» Required task
Locate each line in the data containing the string "silver" and copy those lines out in full.

» Rows from a pointing dataset
——————————

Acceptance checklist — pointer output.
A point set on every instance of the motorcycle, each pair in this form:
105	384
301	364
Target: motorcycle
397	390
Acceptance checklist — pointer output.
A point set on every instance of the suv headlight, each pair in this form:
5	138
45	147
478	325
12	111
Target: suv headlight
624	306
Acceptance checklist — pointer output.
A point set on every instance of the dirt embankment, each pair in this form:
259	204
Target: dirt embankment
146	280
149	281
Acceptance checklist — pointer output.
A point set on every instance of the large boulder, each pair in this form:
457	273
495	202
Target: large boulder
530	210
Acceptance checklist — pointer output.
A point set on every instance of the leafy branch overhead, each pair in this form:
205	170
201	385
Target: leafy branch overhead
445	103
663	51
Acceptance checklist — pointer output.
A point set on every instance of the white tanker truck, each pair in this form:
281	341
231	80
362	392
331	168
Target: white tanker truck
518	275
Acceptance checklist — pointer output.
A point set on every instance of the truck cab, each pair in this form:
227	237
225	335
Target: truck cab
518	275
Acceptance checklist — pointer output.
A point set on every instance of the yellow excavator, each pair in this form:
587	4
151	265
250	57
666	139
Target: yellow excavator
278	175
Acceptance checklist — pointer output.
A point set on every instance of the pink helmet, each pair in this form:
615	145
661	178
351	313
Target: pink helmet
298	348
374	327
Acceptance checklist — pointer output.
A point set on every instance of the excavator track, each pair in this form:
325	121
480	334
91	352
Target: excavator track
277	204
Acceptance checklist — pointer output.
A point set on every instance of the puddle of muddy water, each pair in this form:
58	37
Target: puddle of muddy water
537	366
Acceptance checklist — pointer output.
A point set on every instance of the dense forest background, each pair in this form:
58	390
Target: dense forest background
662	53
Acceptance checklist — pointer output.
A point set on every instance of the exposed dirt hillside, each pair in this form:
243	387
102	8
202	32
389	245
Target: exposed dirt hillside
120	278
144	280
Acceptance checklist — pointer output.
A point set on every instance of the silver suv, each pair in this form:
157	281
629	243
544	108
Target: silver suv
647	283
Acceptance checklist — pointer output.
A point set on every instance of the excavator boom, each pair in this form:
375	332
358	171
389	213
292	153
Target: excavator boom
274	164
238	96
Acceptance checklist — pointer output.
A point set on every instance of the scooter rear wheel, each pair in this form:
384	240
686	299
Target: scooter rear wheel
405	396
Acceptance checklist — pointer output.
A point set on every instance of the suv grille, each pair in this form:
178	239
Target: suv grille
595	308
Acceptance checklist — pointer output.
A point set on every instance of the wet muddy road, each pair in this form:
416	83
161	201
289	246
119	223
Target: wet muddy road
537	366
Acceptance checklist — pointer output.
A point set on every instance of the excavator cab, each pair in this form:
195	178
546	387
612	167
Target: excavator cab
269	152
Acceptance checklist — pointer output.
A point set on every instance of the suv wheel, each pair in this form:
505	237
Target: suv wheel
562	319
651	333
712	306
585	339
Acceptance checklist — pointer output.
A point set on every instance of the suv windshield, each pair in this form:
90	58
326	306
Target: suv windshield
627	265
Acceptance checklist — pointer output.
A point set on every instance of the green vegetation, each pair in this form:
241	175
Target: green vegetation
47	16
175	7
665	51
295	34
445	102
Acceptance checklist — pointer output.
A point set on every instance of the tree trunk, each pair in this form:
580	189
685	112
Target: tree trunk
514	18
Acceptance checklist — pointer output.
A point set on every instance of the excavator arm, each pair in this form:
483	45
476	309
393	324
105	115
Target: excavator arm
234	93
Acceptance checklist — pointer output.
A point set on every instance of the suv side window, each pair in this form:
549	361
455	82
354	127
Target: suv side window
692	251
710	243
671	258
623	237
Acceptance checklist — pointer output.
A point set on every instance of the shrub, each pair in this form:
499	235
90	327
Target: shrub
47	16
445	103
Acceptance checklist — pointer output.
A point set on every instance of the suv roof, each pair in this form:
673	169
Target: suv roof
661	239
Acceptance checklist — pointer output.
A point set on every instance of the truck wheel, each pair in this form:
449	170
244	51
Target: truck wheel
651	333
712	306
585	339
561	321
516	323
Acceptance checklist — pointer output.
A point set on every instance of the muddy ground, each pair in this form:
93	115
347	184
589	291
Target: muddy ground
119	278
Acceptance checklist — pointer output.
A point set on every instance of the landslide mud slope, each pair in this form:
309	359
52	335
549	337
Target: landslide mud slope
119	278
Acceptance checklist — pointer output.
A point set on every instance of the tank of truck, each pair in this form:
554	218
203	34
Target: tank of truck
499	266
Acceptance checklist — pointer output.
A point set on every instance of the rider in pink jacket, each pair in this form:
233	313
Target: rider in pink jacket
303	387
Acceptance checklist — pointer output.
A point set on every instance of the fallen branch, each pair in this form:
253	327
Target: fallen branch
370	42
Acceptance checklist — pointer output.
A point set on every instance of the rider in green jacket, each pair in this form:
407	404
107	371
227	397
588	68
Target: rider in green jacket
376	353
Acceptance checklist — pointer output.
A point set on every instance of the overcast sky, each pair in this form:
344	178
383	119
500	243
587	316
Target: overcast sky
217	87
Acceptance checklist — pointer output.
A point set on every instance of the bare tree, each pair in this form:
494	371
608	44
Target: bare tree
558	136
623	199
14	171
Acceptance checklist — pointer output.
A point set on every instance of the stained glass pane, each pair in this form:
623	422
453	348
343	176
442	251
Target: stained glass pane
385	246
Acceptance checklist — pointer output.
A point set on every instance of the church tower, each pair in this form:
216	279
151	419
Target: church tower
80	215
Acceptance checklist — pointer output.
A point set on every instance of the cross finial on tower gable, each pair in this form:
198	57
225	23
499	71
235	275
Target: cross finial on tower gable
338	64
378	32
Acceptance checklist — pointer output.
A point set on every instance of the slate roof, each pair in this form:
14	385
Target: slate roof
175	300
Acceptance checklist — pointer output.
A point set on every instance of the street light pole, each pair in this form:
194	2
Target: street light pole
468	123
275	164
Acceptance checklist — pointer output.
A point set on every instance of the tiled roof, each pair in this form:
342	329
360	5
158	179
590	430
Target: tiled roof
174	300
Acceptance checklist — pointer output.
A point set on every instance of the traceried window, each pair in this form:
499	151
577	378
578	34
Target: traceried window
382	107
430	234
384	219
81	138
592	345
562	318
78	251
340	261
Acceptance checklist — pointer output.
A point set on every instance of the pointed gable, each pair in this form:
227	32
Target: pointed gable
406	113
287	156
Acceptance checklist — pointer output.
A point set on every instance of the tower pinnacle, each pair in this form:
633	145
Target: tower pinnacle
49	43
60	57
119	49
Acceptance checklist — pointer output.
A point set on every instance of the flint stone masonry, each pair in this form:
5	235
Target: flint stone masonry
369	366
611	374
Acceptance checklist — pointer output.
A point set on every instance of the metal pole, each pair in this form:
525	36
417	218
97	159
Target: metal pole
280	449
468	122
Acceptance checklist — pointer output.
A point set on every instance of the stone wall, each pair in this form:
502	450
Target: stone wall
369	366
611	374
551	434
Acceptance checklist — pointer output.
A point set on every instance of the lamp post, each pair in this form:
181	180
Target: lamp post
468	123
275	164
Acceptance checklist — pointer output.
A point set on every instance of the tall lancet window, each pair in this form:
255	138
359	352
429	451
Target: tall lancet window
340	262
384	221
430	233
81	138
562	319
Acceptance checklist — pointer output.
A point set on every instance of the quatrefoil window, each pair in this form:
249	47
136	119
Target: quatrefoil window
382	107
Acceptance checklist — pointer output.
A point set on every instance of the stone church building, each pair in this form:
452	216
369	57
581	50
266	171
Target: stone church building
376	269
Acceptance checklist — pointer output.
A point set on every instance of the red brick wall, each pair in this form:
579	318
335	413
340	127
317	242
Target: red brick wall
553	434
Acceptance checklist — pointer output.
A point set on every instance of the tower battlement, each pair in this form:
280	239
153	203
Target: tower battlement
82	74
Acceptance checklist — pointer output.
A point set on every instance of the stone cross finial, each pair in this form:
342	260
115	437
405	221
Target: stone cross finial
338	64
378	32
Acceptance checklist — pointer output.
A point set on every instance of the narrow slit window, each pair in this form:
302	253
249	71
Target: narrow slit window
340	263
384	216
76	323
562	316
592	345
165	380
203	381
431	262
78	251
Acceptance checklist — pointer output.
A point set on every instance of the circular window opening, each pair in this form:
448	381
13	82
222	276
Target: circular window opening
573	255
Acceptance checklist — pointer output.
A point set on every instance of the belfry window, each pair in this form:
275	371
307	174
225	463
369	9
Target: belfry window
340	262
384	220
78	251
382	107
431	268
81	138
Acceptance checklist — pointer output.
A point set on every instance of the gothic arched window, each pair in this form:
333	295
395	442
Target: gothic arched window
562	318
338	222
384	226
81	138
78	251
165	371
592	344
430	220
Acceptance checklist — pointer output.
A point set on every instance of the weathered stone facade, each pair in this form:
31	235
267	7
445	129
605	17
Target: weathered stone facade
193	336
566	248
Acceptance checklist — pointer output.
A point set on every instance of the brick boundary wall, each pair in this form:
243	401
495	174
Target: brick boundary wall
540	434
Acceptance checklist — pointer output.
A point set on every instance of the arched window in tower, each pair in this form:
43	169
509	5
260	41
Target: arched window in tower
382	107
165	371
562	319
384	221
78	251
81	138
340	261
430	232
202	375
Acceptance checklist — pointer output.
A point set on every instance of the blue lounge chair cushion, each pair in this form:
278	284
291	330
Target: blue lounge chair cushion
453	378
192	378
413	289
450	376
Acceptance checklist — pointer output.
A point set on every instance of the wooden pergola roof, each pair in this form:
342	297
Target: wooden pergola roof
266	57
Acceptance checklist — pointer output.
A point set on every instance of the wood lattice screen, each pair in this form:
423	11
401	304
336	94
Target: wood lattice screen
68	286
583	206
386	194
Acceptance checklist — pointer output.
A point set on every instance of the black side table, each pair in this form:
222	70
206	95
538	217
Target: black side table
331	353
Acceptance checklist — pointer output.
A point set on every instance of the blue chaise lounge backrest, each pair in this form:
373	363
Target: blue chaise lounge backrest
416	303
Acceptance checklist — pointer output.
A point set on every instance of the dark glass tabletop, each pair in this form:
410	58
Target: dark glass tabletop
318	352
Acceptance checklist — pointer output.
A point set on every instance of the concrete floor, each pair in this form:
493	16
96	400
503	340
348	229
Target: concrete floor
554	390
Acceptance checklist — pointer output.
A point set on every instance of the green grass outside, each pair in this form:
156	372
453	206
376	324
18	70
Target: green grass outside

——————————

» Answer for the task
A point set on every instance of the silver suv, each pair in this form:
Target: silver suv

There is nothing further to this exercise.